(PROVIDED TEXT):
START

1 An inductively coupled electrodeless lamp comprising an envelope enclosing a fill, the fill forming a plasma discharge when excited, a pair of excitation coils positioned exterior to the envelope, the pair of excitation coils being positioned and driven in a manner to produce a moving ring electric field interior to the envelope, the moving ring electric field exciting a plasma discharge within the envelope, and a driver which applies alternating current to the pair of excitation coils, there being a phase difference between the alternating current applied to a first of the pair of excitation coils and a second of the pair of excitation coils

2 The apparatus of claim 1 , wherein the phase difference is substantially ninety degrees

3 The apparatus of claim 1 , wherein the driver includes a single signal source and a phase adjusting delay element which provides the phase difference between the alternating current applied to the first of the pair of excitation coils and the second of the pair of excitation coils

4 The apparatus of claim 1 , wherein the driver has a first signal source and a second signal source, the first source being connected to apply a signal having a first phase to the first of the pair of excitation coils and the second source being connected to apply a signal having a second phase to the second of the pair of excitation coils

5 The apparatus of claim 1 wherein the pair of excitation coils are positioned to have respective centers of the pair excitation coils coincide and to have respective coil axes oriented at a predetermined angle

6. The apparatus of claim 5, wherein the predetermined angle is 90°.

END

(DATASET ROWS):
START

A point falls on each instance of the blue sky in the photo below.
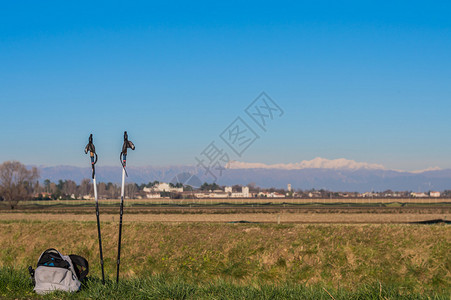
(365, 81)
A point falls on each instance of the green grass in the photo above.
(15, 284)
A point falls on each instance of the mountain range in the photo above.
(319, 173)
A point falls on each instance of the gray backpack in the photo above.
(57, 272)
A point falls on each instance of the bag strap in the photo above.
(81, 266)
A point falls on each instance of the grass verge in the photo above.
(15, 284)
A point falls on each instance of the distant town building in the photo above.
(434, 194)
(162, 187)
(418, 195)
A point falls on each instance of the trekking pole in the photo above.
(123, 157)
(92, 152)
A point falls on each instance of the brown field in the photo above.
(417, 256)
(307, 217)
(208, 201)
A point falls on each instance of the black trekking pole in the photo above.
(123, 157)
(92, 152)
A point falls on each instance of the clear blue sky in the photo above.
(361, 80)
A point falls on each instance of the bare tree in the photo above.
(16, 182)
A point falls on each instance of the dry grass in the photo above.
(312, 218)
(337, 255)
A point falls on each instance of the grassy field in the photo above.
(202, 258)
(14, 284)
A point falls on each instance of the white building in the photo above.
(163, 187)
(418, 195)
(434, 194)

END
START

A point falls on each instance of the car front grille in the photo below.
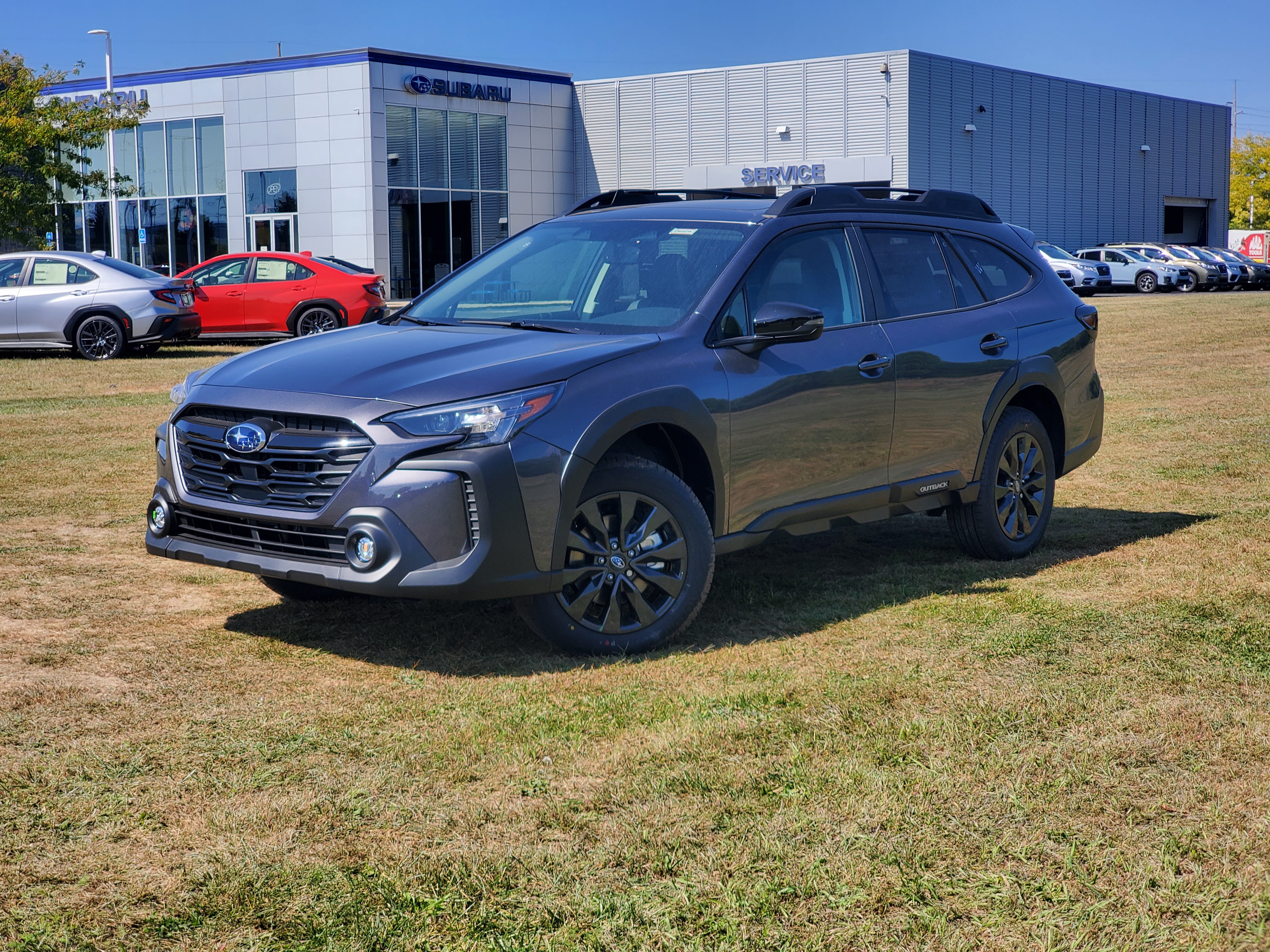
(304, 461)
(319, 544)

END
START

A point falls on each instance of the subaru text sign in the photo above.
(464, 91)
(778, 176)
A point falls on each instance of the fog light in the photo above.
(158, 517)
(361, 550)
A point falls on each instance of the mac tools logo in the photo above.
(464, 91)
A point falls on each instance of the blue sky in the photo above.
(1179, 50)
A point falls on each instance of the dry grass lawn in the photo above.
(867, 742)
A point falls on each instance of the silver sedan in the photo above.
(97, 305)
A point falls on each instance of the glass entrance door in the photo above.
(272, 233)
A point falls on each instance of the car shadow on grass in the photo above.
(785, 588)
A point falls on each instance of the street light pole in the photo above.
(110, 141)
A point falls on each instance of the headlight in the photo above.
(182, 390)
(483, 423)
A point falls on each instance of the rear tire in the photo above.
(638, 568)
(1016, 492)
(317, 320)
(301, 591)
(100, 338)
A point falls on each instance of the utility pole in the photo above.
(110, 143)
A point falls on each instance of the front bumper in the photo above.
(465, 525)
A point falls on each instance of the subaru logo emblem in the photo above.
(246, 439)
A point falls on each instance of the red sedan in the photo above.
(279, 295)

END

(REQUIRED TASKS):
(a) Answer these from the electrodeless lamp claims, one line each:
(i) What phase difference does claim 2 specify?
(ii) According to claim 3, what element gives the phase difference when the driver has a single signal source?
(iii) What value does claim 6 give for the predetermined angle?
(b) Carry the electrodeless lamp claims forward from the point where they stop, adding further numbered claims in the same style.

(PER-TASK ANSWERS):
(a)
(i) Substantially ninety degrees.
(ii) A phase adjusting delay element.
(iii) 90°.

(b)
7. The apparatus of claim 5, wherein the axis of one coil is tilted with respect to the axis of the other coil by between about 10° to 15° from perpendicular.

8. The apparatus of claim 1 , wherein each of the pair of excitation coils has a wedding ring shape.

9. The apparatus of claim 8, wherein each of the pair of wedding ring shaped excitation coils has a reduced width in an area where the coils cross each other.

10. The apparatus of claim 1 , wherein the alternating current is applied with a driving frequency of at least 300 MHz and each of the pair of excitation coils has an effective electrical length of less than one half wavelength of the driving frequency.

11. The apparatus of claim 10, wherein the driving frequency is at least 900 MHz and each of the pair of excitation coils has an effective electrical length of less than one quarter wavelength of the driving frequency.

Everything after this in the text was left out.